(Pointing and labeling entries)
=-=-=

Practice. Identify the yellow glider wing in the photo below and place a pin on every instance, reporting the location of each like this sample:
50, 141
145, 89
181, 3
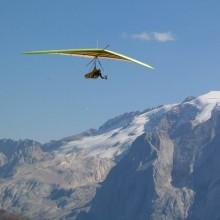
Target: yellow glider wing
92, 53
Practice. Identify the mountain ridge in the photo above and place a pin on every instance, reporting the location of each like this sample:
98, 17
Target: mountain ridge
67, 178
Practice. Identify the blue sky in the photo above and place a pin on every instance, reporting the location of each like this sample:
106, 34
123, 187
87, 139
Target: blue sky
47, 97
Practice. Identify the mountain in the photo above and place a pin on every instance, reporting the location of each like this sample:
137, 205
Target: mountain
161, 163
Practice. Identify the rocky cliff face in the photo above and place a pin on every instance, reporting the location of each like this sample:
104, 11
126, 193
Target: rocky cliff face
162, 163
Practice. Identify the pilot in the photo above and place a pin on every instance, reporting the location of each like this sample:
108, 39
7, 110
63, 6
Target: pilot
94, 74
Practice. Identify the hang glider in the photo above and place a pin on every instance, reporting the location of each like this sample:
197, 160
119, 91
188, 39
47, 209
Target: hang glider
95, 54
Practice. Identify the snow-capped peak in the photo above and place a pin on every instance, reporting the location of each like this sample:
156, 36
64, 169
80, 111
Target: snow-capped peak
205, 103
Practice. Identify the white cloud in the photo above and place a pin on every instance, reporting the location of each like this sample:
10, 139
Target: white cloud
141, 36
163, 37
153, 36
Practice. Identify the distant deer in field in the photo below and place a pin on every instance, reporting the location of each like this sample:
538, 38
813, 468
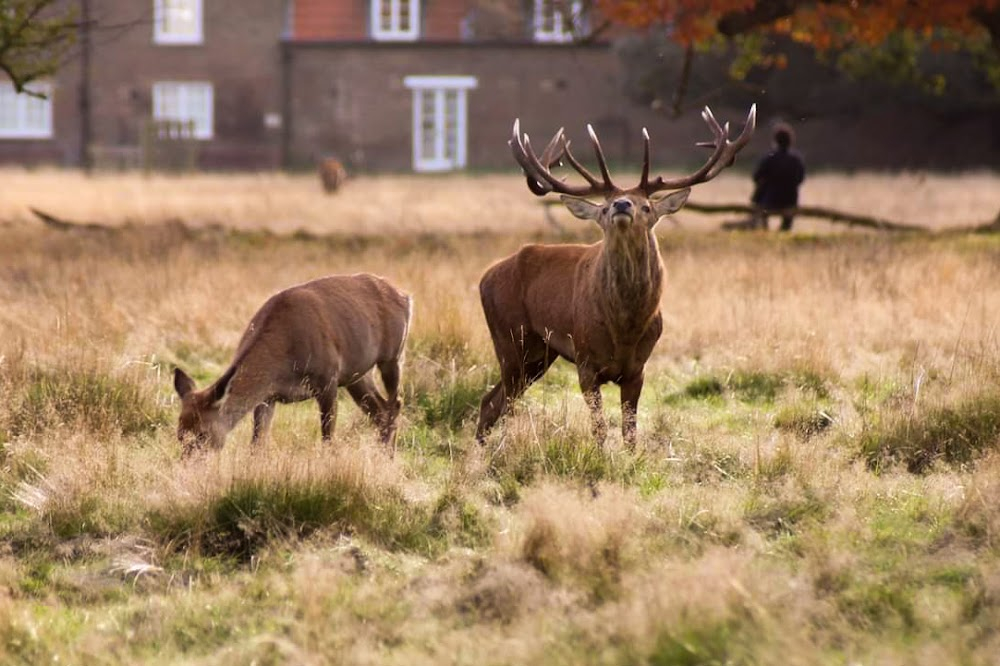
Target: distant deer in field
332, 174
597, 306
306, 342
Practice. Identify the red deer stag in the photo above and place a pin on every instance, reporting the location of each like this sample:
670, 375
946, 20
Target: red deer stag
305, 342
598, 306
332, 174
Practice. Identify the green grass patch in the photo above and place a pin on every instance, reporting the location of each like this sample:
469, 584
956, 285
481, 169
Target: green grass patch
450, 404
99, 401
251, 513
806, 420
710, 644
570, 455
953, 434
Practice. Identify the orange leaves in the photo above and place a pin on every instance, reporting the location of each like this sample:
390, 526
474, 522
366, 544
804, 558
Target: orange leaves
824, 24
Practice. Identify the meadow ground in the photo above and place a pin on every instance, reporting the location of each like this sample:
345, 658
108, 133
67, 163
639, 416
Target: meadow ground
817, 482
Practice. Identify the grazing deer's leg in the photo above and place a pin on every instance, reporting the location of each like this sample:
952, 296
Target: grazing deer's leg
631, 389
591, 387
390, 371
366, 396
327, 399
262, 415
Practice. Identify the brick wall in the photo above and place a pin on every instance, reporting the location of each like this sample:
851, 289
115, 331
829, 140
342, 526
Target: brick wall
240, 57
350, 101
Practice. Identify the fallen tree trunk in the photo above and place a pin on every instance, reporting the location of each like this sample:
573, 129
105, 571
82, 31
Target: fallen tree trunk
835, 216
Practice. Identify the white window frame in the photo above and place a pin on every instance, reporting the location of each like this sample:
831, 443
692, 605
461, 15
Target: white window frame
394, 33
438, 86
161, 36
23, 104
204, 128
559, 33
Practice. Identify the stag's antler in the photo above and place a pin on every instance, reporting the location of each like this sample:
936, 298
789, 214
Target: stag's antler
541, 181
539, 170
723, 156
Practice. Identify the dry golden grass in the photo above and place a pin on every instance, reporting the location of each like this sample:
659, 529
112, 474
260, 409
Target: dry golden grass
733, 536
451, 203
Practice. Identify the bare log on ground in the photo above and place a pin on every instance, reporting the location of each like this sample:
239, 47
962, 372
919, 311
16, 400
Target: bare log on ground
829, 214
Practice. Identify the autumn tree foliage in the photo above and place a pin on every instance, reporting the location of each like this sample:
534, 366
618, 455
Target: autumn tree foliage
849, 32
34, 37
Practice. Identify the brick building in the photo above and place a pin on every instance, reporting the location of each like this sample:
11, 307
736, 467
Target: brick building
427, 85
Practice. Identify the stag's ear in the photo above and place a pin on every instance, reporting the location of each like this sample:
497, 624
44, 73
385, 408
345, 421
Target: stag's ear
182, 383
670, 203
581, 208
220, 390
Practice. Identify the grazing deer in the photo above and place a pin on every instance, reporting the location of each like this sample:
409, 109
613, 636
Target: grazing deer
332, 174
305, 342
598, 306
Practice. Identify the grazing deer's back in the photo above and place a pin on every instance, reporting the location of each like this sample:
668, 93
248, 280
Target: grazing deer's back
362, 317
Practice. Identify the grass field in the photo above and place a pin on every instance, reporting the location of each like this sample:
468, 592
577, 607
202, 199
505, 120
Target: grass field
817, 481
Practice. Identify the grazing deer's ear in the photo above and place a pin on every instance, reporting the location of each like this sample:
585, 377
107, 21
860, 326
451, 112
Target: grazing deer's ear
581, 208
670, 203
182, 383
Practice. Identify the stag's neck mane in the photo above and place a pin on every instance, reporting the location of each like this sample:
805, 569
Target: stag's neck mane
630, 279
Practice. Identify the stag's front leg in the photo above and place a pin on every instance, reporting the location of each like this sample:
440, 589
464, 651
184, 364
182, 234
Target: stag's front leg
591, 387
631, 389
327, 399
262, 415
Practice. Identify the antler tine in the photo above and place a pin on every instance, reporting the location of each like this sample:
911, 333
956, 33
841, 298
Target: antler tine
644, 181
600, 157
582, 170
538, 171
723, 153
540, 180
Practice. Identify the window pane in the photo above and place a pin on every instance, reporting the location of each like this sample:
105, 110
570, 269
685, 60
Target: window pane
427, 124
35, 114
404, 16
450, 124
8, 109
385, 15
185, 102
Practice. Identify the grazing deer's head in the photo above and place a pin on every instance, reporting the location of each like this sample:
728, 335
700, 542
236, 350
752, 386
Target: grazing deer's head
201, 422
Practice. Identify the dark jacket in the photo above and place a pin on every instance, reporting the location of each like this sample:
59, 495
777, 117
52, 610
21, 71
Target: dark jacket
777, 178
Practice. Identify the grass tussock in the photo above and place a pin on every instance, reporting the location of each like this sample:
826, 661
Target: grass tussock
246, 501
38, 399
953, 434
581, 536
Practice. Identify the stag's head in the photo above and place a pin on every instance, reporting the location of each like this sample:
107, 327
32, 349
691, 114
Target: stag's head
201, 422
636, 209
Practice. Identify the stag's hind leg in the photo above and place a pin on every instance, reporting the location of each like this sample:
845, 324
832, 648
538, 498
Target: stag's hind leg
528, 365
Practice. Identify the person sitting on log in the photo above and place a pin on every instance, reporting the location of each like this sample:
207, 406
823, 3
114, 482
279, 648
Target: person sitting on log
777, 179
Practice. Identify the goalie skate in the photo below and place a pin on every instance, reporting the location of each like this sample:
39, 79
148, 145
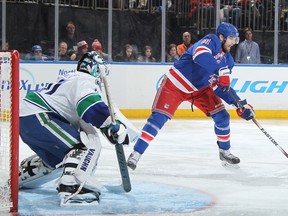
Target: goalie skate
83, 198
228, 159
133, 160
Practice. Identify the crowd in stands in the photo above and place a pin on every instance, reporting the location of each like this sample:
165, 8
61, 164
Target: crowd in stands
71, 48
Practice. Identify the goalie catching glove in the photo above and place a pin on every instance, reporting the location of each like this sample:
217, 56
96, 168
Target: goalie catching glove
116, 133
246, 112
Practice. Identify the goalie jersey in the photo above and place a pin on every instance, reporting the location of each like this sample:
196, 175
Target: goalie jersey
78, 93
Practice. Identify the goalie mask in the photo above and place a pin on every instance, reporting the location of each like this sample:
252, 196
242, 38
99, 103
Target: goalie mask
91, 63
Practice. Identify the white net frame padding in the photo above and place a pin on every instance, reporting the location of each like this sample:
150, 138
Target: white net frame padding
9, 130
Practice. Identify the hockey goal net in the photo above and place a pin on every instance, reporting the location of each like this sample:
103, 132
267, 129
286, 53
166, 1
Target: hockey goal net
9, 130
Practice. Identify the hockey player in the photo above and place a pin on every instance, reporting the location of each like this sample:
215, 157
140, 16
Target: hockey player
200, 76
58, 124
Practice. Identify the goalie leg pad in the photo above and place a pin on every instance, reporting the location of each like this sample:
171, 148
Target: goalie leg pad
76, 186
33, 172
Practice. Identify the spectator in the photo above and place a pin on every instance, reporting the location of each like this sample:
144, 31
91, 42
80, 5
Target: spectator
181, 48
70, 36
147, 55
97, 47
6, 47
36, 54
248, 51
126, 55
172, 53
64, 54
82, 48
230, 12
207, 11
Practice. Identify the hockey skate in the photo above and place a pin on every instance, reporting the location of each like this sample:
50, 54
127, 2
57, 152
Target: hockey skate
133, 160
228, 159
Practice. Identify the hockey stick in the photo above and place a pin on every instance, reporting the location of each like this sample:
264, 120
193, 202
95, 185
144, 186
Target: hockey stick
126, 184
259, 126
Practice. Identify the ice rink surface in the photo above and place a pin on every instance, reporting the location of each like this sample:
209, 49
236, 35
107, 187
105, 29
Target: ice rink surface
181, 174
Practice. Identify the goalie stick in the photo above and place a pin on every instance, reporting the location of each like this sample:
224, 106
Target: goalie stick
259, 126
126, 184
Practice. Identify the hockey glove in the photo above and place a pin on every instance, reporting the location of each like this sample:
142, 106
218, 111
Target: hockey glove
224, 79
116, 133
246, 112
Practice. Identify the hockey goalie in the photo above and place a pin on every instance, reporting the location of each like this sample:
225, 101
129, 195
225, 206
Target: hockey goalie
58, 123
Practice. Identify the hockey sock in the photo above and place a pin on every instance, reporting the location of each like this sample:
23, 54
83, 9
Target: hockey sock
154, 123
222, 129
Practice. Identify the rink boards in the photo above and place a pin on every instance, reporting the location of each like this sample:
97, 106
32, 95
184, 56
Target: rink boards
133, 86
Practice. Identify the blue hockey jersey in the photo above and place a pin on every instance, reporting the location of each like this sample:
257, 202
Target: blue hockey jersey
197, 66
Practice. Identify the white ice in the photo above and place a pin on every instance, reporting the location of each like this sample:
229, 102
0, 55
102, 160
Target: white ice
185, 155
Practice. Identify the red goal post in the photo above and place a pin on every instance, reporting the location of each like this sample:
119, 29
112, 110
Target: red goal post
9, 130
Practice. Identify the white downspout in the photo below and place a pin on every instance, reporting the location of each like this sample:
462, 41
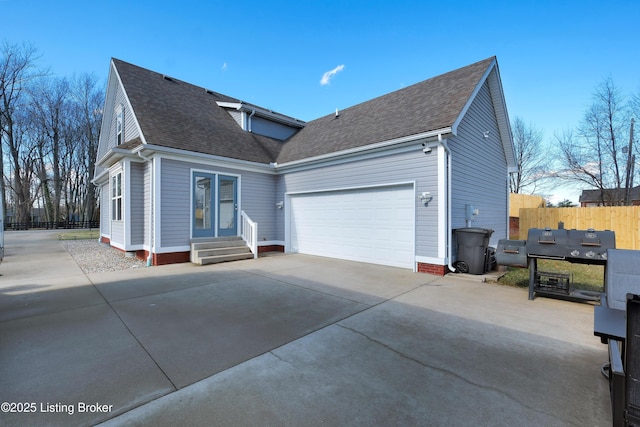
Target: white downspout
448, 230
150, 161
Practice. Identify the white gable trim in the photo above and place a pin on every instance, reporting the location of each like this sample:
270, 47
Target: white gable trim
128, 106
492, 76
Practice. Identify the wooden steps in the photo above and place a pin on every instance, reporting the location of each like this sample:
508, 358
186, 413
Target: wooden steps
219, 249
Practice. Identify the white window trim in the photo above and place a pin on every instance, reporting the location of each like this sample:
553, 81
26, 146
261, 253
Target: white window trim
119, 124
117, 214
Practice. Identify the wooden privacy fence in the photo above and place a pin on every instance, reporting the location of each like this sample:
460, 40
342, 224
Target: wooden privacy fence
624, 220
518, 201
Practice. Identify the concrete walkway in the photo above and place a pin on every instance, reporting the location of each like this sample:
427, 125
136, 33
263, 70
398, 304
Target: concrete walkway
286, 340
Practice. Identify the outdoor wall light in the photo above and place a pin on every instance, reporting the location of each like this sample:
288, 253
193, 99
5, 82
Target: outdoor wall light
425, 197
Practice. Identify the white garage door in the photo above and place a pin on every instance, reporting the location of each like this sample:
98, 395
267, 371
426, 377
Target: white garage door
370, 225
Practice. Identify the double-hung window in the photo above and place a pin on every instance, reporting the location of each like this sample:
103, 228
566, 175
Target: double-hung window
119, 125
116, 197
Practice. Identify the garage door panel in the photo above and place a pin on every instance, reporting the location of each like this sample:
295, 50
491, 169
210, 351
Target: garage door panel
370, 225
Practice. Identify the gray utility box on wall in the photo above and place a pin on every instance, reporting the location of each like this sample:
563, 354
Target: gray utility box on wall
472, 249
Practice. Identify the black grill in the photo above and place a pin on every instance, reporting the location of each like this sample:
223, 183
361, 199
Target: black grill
547, 243
579, 246
575, 246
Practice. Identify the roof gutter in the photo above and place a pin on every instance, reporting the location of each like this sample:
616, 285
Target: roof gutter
426, 136
448, 229
150, 161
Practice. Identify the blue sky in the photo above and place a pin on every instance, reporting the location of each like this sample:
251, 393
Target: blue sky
551, 54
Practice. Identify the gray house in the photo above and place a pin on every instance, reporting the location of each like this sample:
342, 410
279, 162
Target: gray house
385, 182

=-=-=

PROBLEM TO SOLVE: Transcribe only the trailing portion of the entries above: the line that contains "Practice. Identify the roof" and each line after it.

EXPECTED ANSWER:
Practice. Identify the roof gutter in the photo above and place a pin on every instance, reporting the location of each like this sample:
616, 285
Target: roof gutter
426, 136
448, 229
150, 161
Practice. Identify the blue sky in the photo above and place a pin on every instance, reporting the location of each like this sample:
251, 393
Target: blue sky
551, 54
Practice. Identify the gray house in the photo above and place a pin on every instance, reporting the location of each like this sample:
342, 410
279, 162
Target: gray house
385, 182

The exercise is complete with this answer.